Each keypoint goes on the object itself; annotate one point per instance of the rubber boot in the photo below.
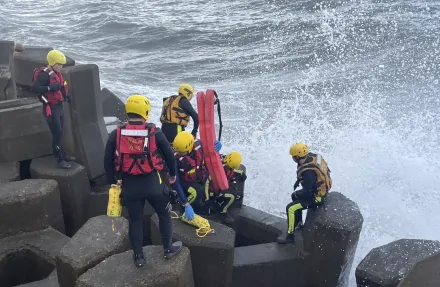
(139, 260)
(175, 248)
(286, 238)
(69, 158)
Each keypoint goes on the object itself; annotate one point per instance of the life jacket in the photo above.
(316, 163)
(136, 150)
(230, 173)
(173, 113)
(52, 97)
(191, 166)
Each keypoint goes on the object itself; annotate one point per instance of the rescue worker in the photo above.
(194, 176)
(231, 163)
(314, 176)
(52, 91)
(176, 111)
(135, 153)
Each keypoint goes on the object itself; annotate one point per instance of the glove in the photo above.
(217, 146)
(55, 87)
(189, 212)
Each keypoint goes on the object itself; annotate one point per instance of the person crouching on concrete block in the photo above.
(194, 175)
(52, 89)
(231, 163)
(314, 176)
(135, 153)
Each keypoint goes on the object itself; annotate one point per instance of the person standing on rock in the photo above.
(135, 153)
(52, 91)
(176, 111)
(314, 176)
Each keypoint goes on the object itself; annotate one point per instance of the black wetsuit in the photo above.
(56, 120)
(138, 188)
(170, 129)
(303, 199)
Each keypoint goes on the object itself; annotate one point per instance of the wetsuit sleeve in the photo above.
(41, 84)
(167, 152)
(187, 107)
(309, 182)
(109, 156)
(179, 188)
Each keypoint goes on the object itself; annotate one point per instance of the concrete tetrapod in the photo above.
(99, 238)
(7, 78)
(85, 132)
(212, 256)
(112, 106)
(424, 273)
(25, 139)
(331, 234)
(9, 171)
(29, 205)
(119, 271)
(74, 189)
(51, 281)
(29, 257)
(385, 266)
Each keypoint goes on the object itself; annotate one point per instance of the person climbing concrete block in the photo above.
(386, 265)
(8, 90)
(99, 238)
(118, 271)
(29, 258)
(29, 205)
(28, 137)
(31, 58)
(85, 131)
(212, 256)
(331, 234)
(74, 189)
(112, 106)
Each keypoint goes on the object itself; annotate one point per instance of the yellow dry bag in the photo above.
(202, 224)
(114, 207)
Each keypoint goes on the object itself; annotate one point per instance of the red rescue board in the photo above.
(205, 108)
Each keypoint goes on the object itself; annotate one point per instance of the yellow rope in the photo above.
(200, 231)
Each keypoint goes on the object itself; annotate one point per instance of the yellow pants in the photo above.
(294, 212)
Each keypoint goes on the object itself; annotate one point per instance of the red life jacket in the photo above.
(230, 173)
(54, 77)
(191, 166)
(136, 150)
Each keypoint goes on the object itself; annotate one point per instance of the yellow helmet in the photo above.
(299, 150)
(183, 142)
(55, 57)
(232, 159)
(186, 90)
(138, 104)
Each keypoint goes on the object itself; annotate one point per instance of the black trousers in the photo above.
(171, 130)
(151, 188)
(56, 126)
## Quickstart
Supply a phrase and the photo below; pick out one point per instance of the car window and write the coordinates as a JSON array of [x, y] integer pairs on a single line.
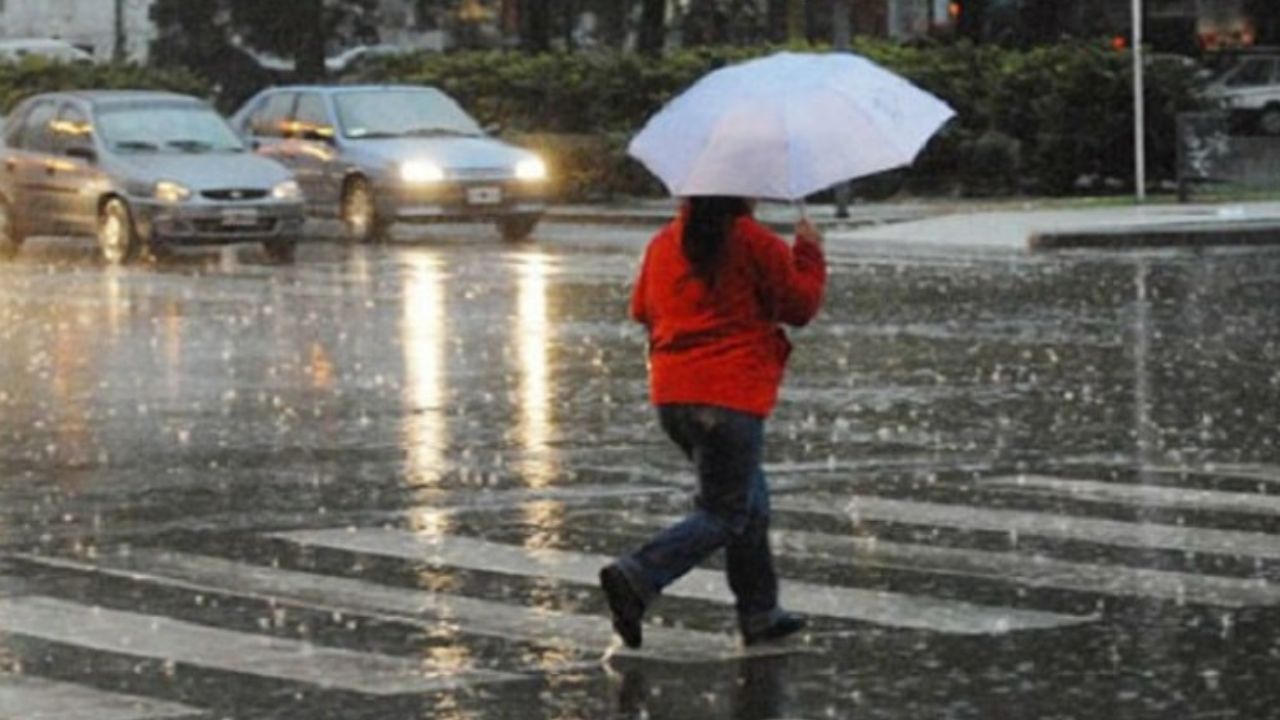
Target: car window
[[16, 126], [72, 130], [272, 115], [1253, 72], [36, 133], [165, 127], [396, 113], [311, 117]]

■ ■ ■ ■ ■

§ **Exercise prompt**:
Could you give all the records again, exactly, minus the pictures?

§ **Response for this exercise**:
Each keypoint goes on the object itself; annotate one point per instance of the rubber boot in the photo below.
(139, 260)
(175, 248)
(286, 238)
(69, 158)
Each keypoint goes on the object itself; annotate one point per instance of the life jacket in the photo above.
(316, 163)
(136, 150)
(230, 173)
(173, 113)
(52, 97)
(191, 166)
Each keypoint goes on the object itself; annotate one point per instance of the rescue worker in the photo above.
(194, 176)
(231, 163)
(314, 176)
(52, 91)
(176, 111)
(135, 153)
Each keypoint goes on the object itself; annotate one point per instance of the glove in the photo above.
(217, 146)
(55, 87)
(189, 212)
Each keypoint goes on the object itself; annotate one point per instance of the person crouching on concrete block in the photo above.
(194, 175)
(52, 89)
(231, 163)
(314, 176)
(135, 153)
Each keypoint goes on the object itself; annotate one point per instance of the person standing on rock in the photo above.
(135, 153)
(52, 91)
(176, 111)
(314, 176)
Each keypoint goes on the object itself; annotate one point per instance of the black wetsuit in the photo above.
(56, 120)
(138, 188)
(170, 129)
(303, 199)
Each keypoint goes on the object itself; annotate one point per instance of the wetsuit sleeve in the photo above.
(41, 84)
(167, 152)
(187, 107)
(309, 182)
(109, 156)
(179, 188)
Each keypoint goes on the object itself; annotate one point per instance of the concrete tetrapod in the photo above.
(99, 238)
(7, 78)
(85, 132)
(212, 256)
(112, 106)
(424, 273)
(25, 139)
(331, 234)
(9, 171)
(29, 205)
(119, 271)
(74, 189)
(51, 281)
(29, 257)
(385, 266)
Each keypoint goes on the object itself; annotate one point per instance of the person climbing concrete block in the photo above.
(386, 265)
(8, 90)
(99, 238)
(118, 271)
(29, 258)
(29, 205)
(28, 137)
(31, 58)
(85, 131)
(212, 256)
(331, 234)
(74, 189)
(112, 106)
Each keypoint goes on the object itself; annotate one point per instance of the yellow dry bag in the photo above.
(202, 224)
(114, 207)
Each keypoint goes on the object itself; annotate one point per instance of the red rescue board in the photo above.
(205, 108)
Each keypoint goes on the object itself; annotate one point per instance of the yellow rope in the photo above.
(200, 231)
Each keypoint goes on the object itself; annotate one point per instance of the yellow pants in the photo above.
(294, 212)
Each keypoint goes on the object itself; annotate one point per instance of the red life jacket in the photo above.
(230, 173)
(54, 77)
(191, 166)
(136, 150)
Each keypoint goes on the object itself; annotate one point per instance of the yellow helmet in the photo above.
(299, 150)
(183, 142)
(55, 57)
(232, 159)
(186, 90)
(138, 104)
Each keypoint goes on the object itself; annotate one point per instance of the black trousers in the photo above.
(171, 130)
(151, 188)
(56, 126)
## Quickstart
Supply a phrase and the photo below; pick out one point per instance of the car window and write the coordinates as a JSON array of [x, y] integer pairs on a single line.
Target: car window
[[16, 126], [72, 130], [272, 115], [1253, 72], [36, 133], [165, 127], [396, 113], [311, 117]]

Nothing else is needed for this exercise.